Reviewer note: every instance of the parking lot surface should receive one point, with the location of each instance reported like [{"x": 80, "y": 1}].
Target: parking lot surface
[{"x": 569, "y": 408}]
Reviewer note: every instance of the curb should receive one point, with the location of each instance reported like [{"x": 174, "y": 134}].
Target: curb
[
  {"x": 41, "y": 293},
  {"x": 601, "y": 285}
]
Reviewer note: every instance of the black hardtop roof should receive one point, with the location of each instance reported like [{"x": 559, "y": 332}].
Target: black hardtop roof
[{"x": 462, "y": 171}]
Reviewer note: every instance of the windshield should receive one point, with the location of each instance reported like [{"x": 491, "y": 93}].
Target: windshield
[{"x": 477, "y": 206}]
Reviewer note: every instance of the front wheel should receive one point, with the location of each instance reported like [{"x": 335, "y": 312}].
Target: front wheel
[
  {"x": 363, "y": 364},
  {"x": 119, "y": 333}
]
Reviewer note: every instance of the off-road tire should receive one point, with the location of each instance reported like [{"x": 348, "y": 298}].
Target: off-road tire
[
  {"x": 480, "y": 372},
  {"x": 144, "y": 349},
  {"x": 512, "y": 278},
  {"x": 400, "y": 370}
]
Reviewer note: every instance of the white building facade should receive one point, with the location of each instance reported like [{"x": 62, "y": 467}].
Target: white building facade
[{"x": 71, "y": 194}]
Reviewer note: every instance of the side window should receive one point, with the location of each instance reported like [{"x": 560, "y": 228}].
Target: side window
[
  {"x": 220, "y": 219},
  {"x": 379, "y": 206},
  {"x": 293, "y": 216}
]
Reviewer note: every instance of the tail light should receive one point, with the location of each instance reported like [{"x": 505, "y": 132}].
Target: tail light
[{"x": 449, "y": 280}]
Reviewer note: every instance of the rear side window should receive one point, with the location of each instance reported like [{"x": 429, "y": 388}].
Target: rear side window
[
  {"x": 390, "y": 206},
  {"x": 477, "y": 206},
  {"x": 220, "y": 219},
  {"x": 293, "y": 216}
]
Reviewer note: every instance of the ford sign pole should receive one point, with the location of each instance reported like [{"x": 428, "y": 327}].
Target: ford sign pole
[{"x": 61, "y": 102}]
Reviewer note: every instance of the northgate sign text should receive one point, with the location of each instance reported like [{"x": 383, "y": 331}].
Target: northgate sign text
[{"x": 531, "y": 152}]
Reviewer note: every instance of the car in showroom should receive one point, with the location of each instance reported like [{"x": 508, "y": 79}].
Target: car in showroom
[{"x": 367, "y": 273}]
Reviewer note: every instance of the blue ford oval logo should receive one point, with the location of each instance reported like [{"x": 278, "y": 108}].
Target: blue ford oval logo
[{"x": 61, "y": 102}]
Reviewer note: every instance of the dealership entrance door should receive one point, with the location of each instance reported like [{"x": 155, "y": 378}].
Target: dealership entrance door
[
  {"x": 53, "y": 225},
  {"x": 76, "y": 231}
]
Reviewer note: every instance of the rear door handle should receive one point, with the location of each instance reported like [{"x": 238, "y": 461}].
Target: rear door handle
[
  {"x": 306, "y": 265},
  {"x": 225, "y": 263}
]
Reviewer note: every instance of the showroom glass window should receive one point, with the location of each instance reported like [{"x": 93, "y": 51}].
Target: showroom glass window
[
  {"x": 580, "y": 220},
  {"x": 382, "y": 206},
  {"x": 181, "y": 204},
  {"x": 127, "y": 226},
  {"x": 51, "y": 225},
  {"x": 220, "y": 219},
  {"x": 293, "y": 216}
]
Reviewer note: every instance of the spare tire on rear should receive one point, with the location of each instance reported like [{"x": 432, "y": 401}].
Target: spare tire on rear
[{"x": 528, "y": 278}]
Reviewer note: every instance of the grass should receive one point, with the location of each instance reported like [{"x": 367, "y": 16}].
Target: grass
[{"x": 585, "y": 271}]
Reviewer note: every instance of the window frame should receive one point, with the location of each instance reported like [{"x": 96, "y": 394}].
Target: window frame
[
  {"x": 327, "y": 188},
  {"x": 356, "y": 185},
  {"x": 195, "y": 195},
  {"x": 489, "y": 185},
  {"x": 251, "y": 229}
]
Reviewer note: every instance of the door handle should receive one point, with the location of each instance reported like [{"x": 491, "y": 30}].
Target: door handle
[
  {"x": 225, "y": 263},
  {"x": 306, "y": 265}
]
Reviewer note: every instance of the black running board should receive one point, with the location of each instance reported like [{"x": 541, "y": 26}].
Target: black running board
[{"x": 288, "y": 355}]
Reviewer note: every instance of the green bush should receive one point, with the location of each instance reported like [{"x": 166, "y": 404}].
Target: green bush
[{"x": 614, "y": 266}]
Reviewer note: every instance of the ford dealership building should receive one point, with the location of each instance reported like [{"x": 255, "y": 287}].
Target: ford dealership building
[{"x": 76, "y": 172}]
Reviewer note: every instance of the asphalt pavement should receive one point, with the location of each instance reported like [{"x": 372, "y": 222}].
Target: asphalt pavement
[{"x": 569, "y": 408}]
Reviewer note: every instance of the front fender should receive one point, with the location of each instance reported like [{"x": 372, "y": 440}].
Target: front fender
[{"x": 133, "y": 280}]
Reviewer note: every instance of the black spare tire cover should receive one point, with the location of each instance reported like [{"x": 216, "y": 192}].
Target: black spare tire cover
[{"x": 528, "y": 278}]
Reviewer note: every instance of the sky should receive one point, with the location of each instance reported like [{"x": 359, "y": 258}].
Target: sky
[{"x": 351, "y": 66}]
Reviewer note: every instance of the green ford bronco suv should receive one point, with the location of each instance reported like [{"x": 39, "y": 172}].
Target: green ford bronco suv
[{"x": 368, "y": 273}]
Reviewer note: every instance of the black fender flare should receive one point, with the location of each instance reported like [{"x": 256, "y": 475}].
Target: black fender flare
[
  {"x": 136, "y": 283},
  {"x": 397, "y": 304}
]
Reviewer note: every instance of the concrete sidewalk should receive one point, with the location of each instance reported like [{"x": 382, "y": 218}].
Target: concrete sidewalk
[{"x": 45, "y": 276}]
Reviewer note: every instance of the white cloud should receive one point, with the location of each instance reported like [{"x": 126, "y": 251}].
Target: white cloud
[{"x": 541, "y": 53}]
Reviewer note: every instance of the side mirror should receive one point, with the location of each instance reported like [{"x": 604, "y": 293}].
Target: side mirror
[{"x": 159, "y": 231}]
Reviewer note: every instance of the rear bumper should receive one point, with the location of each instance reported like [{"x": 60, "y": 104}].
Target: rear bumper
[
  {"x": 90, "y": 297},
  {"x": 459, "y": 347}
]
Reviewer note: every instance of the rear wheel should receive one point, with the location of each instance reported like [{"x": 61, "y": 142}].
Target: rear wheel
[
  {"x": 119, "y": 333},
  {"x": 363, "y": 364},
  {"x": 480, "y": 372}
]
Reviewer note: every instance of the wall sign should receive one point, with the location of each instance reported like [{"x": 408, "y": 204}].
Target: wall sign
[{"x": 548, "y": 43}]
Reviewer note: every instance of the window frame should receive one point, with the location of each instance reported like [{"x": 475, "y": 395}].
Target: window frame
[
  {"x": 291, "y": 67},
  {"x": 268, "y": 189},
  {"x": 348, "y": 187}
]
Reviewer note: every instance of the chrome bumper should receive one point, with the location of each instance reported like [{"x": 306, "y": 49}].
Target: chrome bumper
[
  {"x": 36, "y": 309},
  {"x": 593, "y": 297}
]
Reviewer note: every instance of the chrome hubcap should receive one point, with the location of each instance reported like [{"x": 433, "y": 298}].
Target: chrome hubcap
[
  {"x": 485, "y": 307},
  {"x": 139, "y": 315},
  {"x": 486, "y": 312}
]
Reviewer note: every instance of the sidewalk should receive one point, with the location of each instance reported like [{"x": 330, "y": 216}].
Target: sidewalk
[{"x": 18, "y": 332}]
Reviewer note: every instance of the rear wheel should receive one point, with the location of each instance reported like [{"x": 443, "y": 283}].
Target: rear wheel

******

- [Instructions to follow]: Please quote, word for word, the lines from the one containing "Reviewer note: every instance of the chrome bumper" through the last line of the rows, including both ends.

- [Written solution]:
Reviewer note: every instance of the chrome bumper should receive one point, with the location of each instance reported like [{"x": 306, "y": 49}].
Target: chrome bumper
[
  {"x": 36, "y": 309},
  {"x": 593, "y": 297}
]
Reviewer note: every instance of the chrome hubcap should receive one point, with the location of each instance reported like [{"x": 433, "y": 298}].
Target: chrome hubcap
[
  {"x": 485, "y": 307},
  {"x": 139, "y": 315},
  {"x": 486, "y": 312}
]
Reviewer note: every instance of the sidewalk should receive one point, with the location of each instance reported like [{"x": 330, "y": 216}].
Target: sidewalk
[{"x": 18, "y": 332}]
Reviewer note: every instance of the rear wheel should receive one point, with the location of each instance reported like [{"x": 443, "y": 283}].
Target: rear wheel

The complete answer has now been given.